- **Extrait du document**:

La vidéo l’invisible est un film de science-fiction.
Il retrace la vie d’un homme ayant vécu durant le XXème siècle. Cet homme est architecte et parle de ce point de vue. Il fait un constat subjectif du siècle passé.
Le scénario et le montage sont basés sur l’idée du film burlesque, le personnage principal comme figure est toujours silencieux, c’est la voix-off (celle de l’architecte) qui se charge de l’intrigue, du sens et du temps.

VOIX OFF

Je suis né en Europe, le jour où le physiologiste Adolphe Brown-Séquard annonce qu’il s’est injecté sous la peau un extrait aqueux de testicules broyés de chien et de cobaye. Il voulait retrouver des forces physiques et des capacités que l’âge avait atténué...

Je suis né le jour où le chirurgien Mathieu Jaboulay greffa un rein de porc dans le coude d’un malade atteint d’insuffisance rénale. Mathieu Jaboulay fit plusieurs autres expériences de ce type, et comme il aimait sa mère, il lui greffa un ovaire de guenon pour pallier les inconvénients de la ménopause. Toutes ces tentatives furent des échecs.

Au début du siècle, on croyait beaucoup au positivisme, aux nouvelles énergies, aux découvertes, à la biologie, à l’évolution des mammifères, à la psychologie et à la physique sociale.
Les savants jugeaient qu’en utilisant les connaissances nouvelles et les moyens que la science moderne mettait à la disposition de l’homme, on pourrait bonifier l’homme jusqu’à la perfection et édifier ainsi un nouveau monde plus rationnel et plus humain.
Alors, ce jour d’une humanité nouvelle, ce jour d’édification, je suis devenu architecte

Au début du siècle, on croyait beaucoup au futur. La science-fiction fit son apparition et beaucoup de gens voyait l’être humain comme une machine perfectible et non plus comme un corps divin.

- **Matériel fourni**:
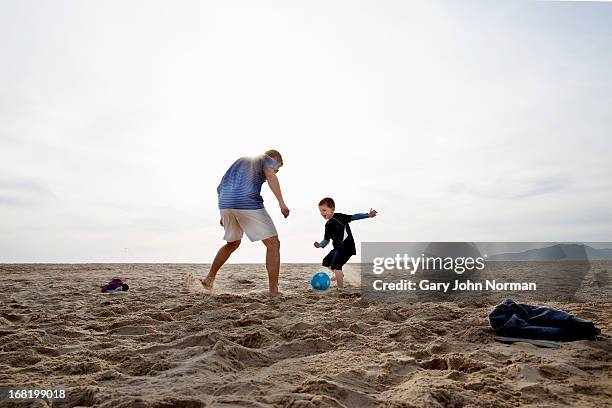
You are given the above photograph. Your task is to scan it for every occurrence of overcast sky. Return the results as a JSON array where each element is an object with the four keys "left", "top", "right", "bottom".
[{"left": 0, "top": 0, "right": 612, "bottom": 262}]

- **Travail demandé**: Recopiez le passage de l'extrait qui commence aux mots « La vidéo l’invisible » et s'arrête après « du siècle passé. ».

- **Réponse ci-dessous**:
La vidéo l’invisible est un film de science-fiction.
Il retrace la vie d’un homme ayant vécu durant le XXème siècle. Cet homme est architecte et parle de ce point de vue. Il fait un constat subjectif du siècle passé.